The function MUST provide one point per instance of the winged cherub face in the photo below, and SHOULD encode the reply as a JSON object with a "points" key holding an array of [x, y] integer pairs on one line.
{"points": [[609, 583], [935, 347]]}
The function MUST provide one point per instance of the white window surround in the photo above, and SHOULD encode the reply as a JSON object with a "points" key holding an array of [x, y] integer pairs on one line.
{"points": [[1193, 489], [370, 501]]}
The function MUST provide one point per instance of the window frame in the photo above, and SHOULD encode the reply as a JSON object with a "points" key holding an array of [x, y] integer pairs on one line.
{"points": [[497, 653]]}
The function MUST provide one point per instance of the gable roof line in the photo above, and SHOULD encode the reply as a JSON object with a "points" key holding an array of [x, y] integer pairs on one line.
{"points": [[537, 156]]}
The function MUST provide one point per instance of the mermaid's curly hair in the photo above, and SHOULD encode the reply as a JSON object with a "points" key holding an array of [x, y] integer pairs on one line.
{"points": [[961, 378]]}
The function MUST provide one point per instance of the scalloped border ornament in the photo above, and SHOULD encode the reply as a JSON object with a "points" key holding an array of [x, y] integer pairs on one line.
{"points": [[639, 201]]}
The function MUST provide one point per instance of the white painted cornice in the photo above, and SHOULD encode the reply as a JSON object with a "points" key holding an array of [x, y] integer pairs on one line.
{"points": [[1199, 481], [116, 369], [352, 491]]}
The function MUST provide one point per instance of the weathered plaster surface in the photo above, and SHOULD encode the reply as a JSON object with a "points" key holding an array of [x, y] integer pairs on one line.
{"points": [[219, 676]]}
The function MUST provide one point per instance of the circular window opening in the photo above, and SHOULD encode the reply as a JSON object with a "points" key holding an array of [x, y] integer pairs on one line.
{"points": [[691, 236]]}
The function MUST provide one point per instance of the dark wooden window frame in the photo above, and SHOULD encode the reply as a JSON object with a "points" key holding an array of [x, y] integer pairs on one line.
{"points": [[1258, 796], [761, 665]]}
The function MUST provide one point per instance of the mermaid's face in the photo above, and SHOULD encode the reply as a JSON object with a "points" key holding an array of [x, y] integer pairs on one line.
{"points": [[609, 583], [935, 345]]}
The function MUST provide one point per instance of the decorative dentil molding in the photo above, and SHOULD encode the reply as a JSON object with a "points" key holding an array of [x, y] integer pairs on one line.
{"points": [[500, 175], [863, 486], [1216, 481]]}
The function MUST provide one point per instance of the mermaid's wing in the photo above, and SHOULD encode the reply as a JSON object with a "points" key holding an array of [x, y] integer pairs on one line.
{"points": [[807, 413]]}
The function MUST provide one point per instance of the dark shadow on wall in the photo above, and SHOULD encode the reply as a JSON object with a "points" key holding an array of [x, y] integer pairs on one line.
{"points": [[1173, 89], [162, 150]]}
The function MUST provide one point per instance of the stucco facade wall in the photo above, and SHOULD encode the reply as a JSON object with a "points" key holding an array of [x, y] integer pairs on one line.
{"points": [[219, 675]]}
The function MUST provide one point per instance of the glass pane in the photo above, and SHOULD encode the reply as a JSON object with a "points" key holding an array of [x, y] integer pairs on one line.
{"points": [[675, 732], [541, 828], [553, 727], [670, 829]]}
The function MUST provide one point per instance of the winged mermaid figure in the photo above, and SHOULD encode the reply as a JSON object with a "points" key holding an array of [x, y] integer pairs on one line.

=======

* [What the task requires]
Exactly the lines from the one containing "the dark shadow" through the last line of the records are to be transcribed, both endpoints included.

* [Exercise output]
The function MUST provide one point per instance of the dark shadow on wall in the photo above, and SHOULD encode the reply as a JSON object with a "points" key holding an array of [x, y] integer pairs on one line.
{"points": [[1173, 89], [162, 150]]}
The function MUST provide one point per instance of the stucco facade wall in the photo above, and SHOULD encode the reply as a JSON object with a "points" key holding an array of [x, y] integer pairs on one line.
{"points": [[219, 675]]}
The function MUST provide one point per instance of the glass pane in the photo above, and SHOULD encode the reply as a JSON object with a "points" key holding an array of [x, y] integer pairs on one line.
{"points": [[675, 732], [541, 828], [553, 727], [670, 829]]}
The function MUST provide one point per instance of the winged mermaid figure in the photo above, and SHOULD encode the reply as a JSON object with a "points" key holding an array of [x, y] integer pairs on one line.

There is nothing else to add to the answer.